» **Task**:
Please output the lines from the one with "the cabinet compartment" up to and including the one with "xmin=178 ymin=136 xmax=581 ymax=529" as a JSON list of strings, one string per line, leaving out blank lines. Include no other lines from the entries.

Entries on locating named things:
◆ ◆ ◆
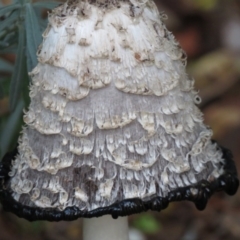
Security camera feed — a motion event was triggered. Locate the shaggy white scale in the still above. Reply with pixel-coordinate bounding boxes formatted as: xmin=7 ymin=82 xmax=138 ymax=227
xmin=9 ymin=0 xmax=224 ymax=211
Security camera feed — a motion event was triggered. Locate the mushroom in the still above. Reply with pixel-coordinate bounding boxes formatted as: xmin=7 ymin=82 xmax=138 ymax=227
xmin=0 ymin=0 xmax=238 ymax=240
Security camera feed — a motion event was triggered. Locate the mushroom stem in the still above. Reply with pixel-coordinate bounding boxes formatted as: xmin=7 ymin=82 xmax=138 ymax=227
xmin=83 ymin=215 xmax=128 ymax=240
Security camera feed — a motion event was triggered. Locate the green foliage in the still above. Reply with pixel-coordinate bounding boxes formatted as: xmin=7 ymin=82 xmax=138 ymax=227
xmin=133 ymin=213 xmax=161 ymax=234
xmin=0 ymin=0 xmax=59 ymax=159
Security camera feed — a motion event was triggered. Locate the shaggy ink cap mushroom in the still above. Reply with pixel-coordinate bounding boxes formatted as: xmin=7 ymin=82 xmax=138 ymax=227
xmin=0 ymin=0 xmax=238 ymax=221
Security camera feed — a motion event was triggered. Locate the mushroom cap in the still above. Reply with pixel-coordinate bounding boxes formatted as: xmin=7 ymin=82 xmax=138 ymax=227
xmin=0 ymin=0 xmax=238 ymax=221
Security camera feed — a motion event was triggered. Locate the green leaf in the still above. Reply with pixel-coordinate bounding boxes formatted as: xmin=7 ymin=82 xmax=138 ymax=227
xmin=0 ymin=58 xmax=13 ymax=72
xmin=0 ymin=11 xmax=19 ymax=32
xmin=0 ymin=100 xmax=24 ymax=159
xmin=0 ymin=3 xmax=21 ymax=16
xmin=25 ymin=3 xmax=42 ymax=71
xmin=133 ymin=213 xmax=161 ymax=234
xmin=9 ymin=26 xmax=26 ymax=111
xmin=33 ymin=2 xmax=60 ymax=9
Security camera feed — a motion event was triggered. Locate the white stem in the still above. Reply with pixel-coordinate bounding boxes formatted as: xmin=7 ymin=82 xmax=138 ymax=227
xmin=83 ymin=215 xmax=128 ymax=240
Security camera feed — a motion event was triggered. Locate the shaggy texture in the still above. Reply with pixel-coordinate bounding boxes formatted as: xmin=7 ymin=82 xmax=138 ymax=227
xmin=0 ymin=0 xmax=236 ymax=217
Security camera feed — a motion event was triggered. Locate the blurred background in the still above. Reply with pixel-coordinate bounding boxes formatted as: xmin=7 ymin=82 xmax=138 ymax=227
xmin=0 ymin=0 xmax=240 ymax=240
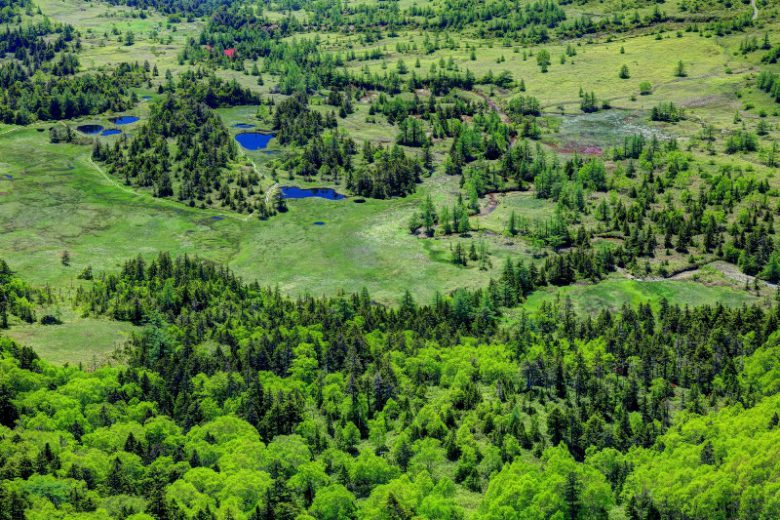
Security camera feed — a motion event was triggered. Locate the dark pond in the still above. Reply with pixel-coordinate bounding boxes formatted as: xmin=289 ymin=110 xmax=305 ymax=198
xmin=76 ymin=125 xmax=103 ymax=135
xmin=111 ymin=116 xmax=139 ymax=125
xmin=236 ymin=132 xmax=274 ymax=150
xmin=282 ymin=186 xmax=347 ymax=200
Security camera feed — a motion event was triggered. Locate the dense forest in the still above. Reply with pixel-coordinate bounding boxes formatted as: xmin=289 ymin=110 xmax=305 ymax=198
xmin=0 ymin=254 xmax=780 ymax=520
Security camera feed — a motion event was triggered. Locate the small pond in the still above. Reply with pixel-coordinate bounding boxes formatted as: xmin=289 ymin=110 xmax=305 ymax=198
xmin=111 ymin=116 xmax=139 ymax=125
xmin=282 ymin=186 xmax=347 ymax=200
xmin=76 ymin=125 xmax=103 ymax=135
xmin=236 ymin=132 xmax=274 ymax=150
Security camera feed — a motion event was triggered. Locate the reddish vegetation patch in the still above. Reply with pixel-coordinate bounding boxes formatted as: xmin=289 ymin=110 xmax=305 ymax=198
xmin=581 ymin=146 xmax=604 ymax=155
xmin=550 ymin=143 xmax=604 ymax=155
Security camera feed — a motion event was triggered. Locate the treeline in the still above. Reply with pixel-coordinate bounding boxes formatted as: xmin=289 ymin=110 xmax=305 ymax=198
xmin=0 ymin=61 xmax=150 ymax=125
xmin=0 ymin=20 xmax=81 ymax=70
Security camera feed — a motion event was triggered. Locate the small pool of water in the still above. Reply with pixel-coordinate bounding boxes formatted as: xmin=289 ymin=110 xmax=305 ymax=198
xmin=76 ymin=125 xmax=103 ymax=135
xmin=282 ymin=186 xmax=347 ymax=200
xmin=111 ymin=116 xmax=140 ymax=125
xmin=236 ymin=132 xmax=274 ymax=150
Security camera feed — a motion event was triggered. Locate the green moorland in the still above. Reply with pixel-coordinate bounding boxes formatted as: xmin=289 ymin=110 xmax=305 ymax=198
xmin=0 ymin=0 xmax=780 ymax=520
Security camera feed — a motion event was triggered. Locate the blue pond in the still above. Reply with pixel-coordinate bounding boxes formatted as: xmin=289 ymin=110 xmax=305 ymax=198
xmin=76 ymin=125 xmax=103 ymax=135
xmin=282 ymin=186 xmax=347 ymax=200
xmin=236 ymin=132 xmax=274 ymax=150
xmin=111 ymin=116 xmax=138 ymax=125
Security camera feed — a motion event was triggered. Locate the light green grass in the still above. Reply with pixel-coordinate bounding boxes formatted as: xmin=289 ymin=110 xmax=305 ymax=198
xmin=522 ymin=279 xmax=759 ymax=313
xmin=4 ymin=318 xmax=136 ymax=368
xmin=0 ymin=128 xmax=524 ymax=301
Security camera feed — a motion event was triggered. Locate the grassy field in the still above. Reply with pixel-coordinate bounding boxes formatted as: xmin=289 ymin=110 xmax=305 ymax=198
xmin=522 ymin=278 xmax=760 ymax=313
xmin=0 ymin=128 xmax=524 ymax=301
xmin=0 ymin=0 xmax=780 ymax=362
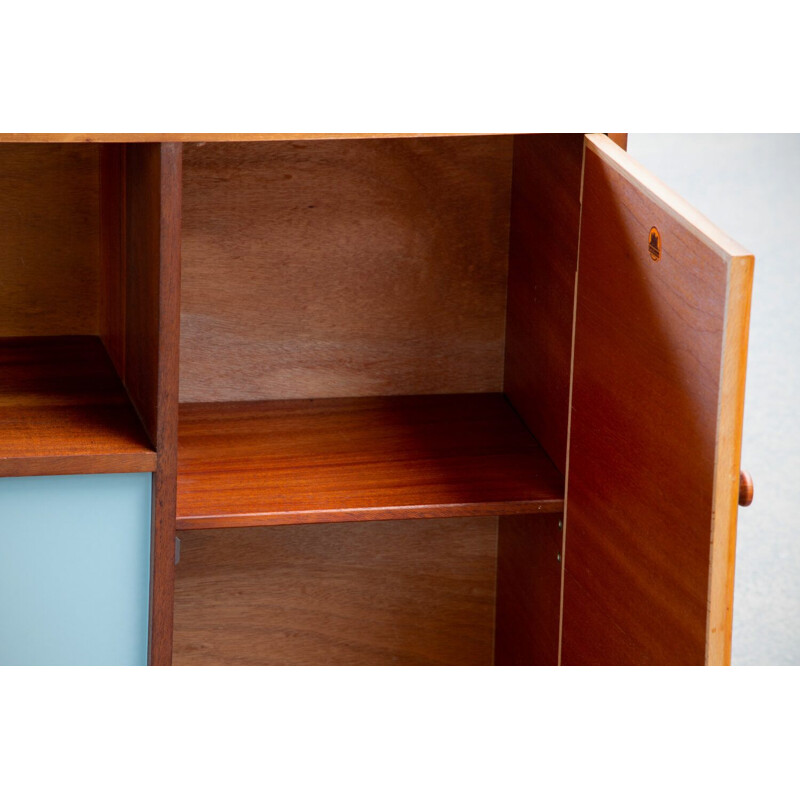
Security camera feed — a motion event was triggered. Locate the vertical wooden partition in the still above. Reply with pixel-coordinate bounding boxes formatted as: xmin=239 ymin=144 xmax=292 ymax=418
xmin=495 ymin=134 xmax=583 ymax=665
xmin=100 ymin=143 xmax=182 ymax=665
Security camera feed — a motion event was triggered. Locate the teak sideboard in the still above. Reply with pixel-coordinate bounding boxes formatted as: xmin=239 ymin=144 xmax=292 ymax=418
xmin=0 ymin=134 xmax=753 ymax=665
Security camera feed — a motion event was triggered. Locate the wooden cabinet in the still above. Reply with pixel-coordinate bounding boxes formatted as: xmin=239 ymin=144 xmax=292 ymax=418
xmin=0 ymin=134 xmax=753 ymax=664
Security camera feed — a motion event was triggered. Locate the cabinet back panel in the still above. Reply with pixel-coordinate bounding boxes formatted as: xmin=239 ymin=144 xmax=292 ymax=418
xmin=180 ymin=136 xmax=512 ymax=402
xmin=0 ymin=144 xmax=100 ymax=337
xmin=173 ymin=517 xmax=498 ymax=665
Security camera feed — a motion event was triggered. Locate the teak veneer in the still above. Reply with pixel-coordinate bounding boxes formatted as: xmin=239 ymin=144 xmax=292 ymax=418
xmin=0 ymin=336 xmax=156 ymax=477
xmin=0 ymin=134 xmax=753 ymax=665
xmin=178 ymin=394 xmax=564 ymax=530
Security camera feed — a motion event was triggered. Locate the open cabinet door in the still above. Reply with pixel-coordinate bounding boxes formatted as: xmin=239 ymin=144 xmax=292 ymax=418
xmin=560 ymin=135 xmax=753 ymax=664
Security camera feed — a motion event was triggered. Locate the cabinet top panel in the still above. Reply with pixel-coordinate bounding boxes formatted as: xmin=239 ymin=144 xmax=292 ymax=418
xmin=0 ymin=133 xmax=501 ymax=142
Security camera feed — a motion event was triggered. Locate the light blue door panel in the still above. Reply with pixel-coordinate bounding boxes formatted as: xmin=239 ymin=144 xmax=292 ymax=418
xmin=0 ymin=473 xmax=152 ymax=665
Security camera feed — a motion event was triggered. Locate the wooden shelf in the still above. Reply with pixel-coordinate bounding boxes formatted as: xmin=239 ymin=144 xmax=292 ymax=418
xmin=177 ymin=394 xmax=564 ymax=530
xmin=0 ymin=336 xmax=156 ymax=477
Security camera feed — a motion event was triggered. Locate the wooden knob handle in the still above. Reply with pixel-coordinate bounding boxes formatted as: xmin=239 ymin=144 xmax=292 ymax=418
xmin=739 ymin=470 xmax=753 ymax=506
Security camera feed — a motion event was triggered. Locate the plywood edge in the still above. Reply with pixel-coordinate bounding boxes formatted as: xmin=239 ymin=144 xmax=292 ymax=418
xmin=586 ymin=133 xmax=750 ymax=259
xmin=0 ymin=133 xmax=501 ymax=143
xmin=175 ymin=498 xmax=564 ymax=531
xmin=706 ymin=255 xmax=755 ymax=665
xmin=0 ymin=451 xmax=156 ymax=478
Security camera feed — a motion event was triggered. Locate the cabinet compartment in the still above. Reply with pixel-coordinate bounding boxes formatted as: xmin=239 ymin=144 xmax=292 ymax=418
xmin=174 ymin=135 xmax=583 ymax=664
xmin=0 ymin=144 xmax=155 ymax=476
xmin=174 ymin=517 xmax=498 ymax=665
xmin=178 ymin=136 xmax=581 ymax=529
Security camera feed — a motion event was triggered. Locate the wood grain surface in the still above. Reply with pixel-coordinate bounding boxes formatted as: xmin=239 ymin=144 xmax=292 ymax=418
xmin=174 ymin=517 xmax=497 ymax=665
xmin=0 ymin=336 xmax=156 ymax=477
xmin=494 ymin=514 xmax=562 ymax=667
xmin=178 ymin=395 xmax=563 ymax=530
xmin=561 ymin=136 xmax=752 ymax=664
xmin=181 ymin=137 xmax=512 ymax=402
xmin=505 ymin=134 xmax=583 ymax=473
xmin=0 ymin=145 xmax=100 ymax=337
◆ ◆ ◆
» **In response**:
[
  "Security camera feed — a motion event was triggered. Locate the cabinet compartment in the still above. Reply with pixel-coordinate bounding boxes formatted as: xmin=239 ymin=144 xmax=292 ymax=418",
  "xmin=174 ymin=135 xmax=583 ymax=664",
  "xmin=0 ymin=144 xmax=155 ymax=476",
  "xmin=174 ymin=517 xmax=498 ymax=665",
  "xmin=178 ymin=136 xmax=581 ymax=529"
]